--- start DATA ---

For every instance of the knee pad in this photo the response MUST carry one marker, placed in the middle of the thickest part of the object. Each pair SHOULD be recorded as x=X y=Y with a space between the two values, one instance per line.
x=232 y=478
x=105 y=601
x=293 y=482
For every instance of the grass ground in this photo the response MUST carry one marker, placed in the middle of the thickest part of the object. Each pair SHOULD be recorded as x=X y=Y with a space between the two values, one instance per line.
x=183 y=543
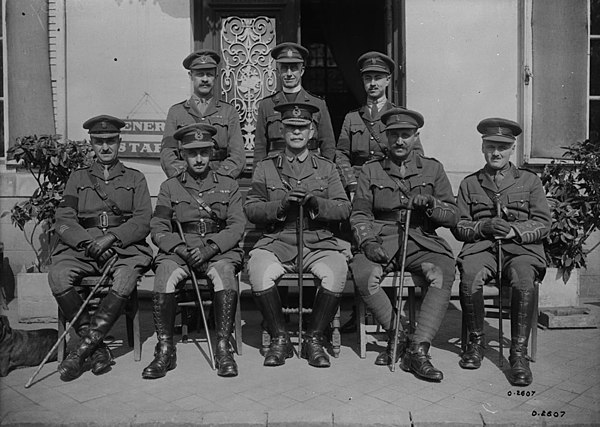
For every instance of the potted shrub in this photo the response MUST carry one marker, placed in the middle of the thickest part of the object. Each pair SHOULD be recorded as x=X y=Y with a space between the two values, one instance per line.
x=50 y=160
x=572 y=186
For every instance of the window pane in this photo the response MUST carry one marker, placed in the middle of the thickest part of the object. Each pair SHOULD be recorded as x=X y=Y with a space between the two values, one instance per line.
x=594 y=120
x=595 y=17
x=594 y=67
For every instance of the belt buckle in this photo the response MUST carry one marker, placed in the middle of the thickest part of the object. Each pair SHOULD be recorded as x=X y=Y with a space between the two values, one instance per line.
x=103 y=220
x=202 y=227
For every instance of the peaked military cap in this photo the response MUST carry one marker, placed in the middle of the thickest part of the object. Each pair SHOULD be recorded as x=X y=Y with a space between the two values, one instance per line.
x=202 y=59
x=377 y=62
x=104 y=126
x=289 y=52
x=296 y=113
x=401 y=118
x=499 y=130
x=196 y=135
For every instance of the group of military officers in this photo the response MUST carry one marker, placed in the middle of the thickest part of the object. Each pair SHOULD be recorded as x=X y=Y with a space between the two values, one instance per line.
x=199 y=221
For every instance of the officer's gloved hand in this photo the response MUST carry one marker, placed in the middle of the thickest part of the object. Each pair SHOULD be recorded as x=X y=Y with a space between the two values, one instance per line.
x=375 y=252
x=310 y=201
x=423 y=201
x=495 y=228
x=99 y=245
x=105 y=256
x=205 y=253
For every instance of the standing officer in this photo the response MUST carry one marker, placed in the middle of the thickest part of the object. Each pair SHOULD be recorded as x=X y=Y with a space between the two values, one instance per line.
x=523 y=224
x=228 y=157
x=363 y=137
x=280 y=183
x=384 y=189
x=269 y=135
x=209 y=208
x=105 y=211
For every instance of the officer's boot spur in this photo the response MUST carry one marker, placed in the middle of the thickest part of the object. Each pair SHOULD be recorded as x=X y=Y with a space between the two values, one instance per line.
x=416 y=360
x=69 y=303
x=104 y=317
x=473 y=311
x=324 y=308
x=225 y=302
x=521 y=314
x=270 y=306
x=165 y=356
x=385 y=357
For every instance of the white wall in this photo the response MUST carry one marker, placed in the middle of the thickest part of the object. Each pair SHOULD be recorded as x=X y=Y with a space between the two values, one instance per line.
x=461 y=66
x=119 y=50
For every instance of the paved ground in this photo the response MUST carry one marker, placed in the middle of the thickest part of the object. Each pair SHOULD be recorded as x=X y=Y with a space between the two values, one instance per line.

--- end DATA ---

WHAT IS NEEDED -
Copy all of the data above verbatim, leaving out the pictures.

TASK RESPONSE -
For every instance of the knee pad in this photo the response MUST carry one marker, placed in the middle of the thickest part of the object. Each pair SHOULD be recorded as x=X y=Y with a space between the two values, one instance per line.
x=232 y=478
x=105 y=601
x=293 y=482
For every instance of the grass ground in this photo the response MUST carry one marker, placed in the middle of the thickest part of the object. Each pair SHOULD be recorded as x=X y=Y with a space between the two values, one instance per line.
x=183 y=543
For every instance of the potted shrub in this photo the response MUST carry one marker, placed in the middle of the thickest part of the object. Each pair SHOULD be recorded as x=X y=Y with a space between the two values, one instance per line.
x=50 y=160
x=572 y=186
For every instance of the window pane in this photo the response MUST carry one marker, placed in the middle of the thickest part of the object. Each pair SHOULD be recorded as x=X y=Y with a space between the two values, one instance per line.
x=594 y=120
x=595 y=17
x=594 y=67
For every instance of the belt buckle in this photo the response MUST carry one marker, placed in the middle of the thickest part of the object. Each pair SHOULD be recorded as x=X y=Y with a space between the two values, one instance per line.
x=103 y=220
x=202 y=227
For every instance of the peaked military cap in this photo the response MUST carry one marker, placed in the middle of the thickest part of the object. Each pair SHOULD be recorded as x=X y=Y with a space between the two values, one instance per line.
x=202 y=59
x=377 y=62
x=104 y=126
x=289 y=52
x=296 y=113
x=401 y=118
x=499 y=130
x=196 y=135
For every instance of the group of military officers in this photo the response MUST carry one marker, placed in the middle of the thickest part of the object. Each pair SHOULD be recorded as x=X y=Y with a space between the two values, one instance per line.
x=199 y=221
For every instance of the officer's gloved hand in this photo the response MUST carry one marker, placed in the middle of the thickest part of the object. Each pair SHOULD be recorded as x=X y=Y with a space between the two values, one instance per line.
x=375 y=252
x=310 y=201
x=423 y=201
x=495 y=228
x=99 y=245
x=105 y=256
x=205 y=253
For every instance of the standing officer in this photo the response MUST carry one marker, placed in the middle of the thickest part of the object. Each pair SHOULD be recorded as x=X y=Y with a space between the two values, one instance per line.
x=523 y=224
x=228 y=157
x=363 y=137
x=280 y=183
x=384 y=189
x=269 y=135
x=209 y=208
x=105 y=211
For every instance of the officer's boot spur in this photo the response MUST carry one marker, placed in the middle of the thickest part of the object. Each pair SHOULD be recorded as x=X y=Y with a space between the two values, one instance per line.
x=416 y=360
x=69 y=303
x=104 y=317
x=473 y=311
x=324 y=308
x=225 y=302
x=521 y=314
x=270 y=306
x=165 y=356
x=385 y=357
For every instance of the white wall in this photo the response MUST carry one marker, placed in the middle of the thickest part of the object. Each pair SHOULD be recorded as x=X y=Y with a space between the two values, one instance per line.
x=461 y=66
x=119 y=50
For every instance of the paved ground in this photo the response MUST carry one marker, placed in the middle of the thickest part of the object. Each pair SHOULD be recorded as x=X y=Y with a space between the two values, one instance per line.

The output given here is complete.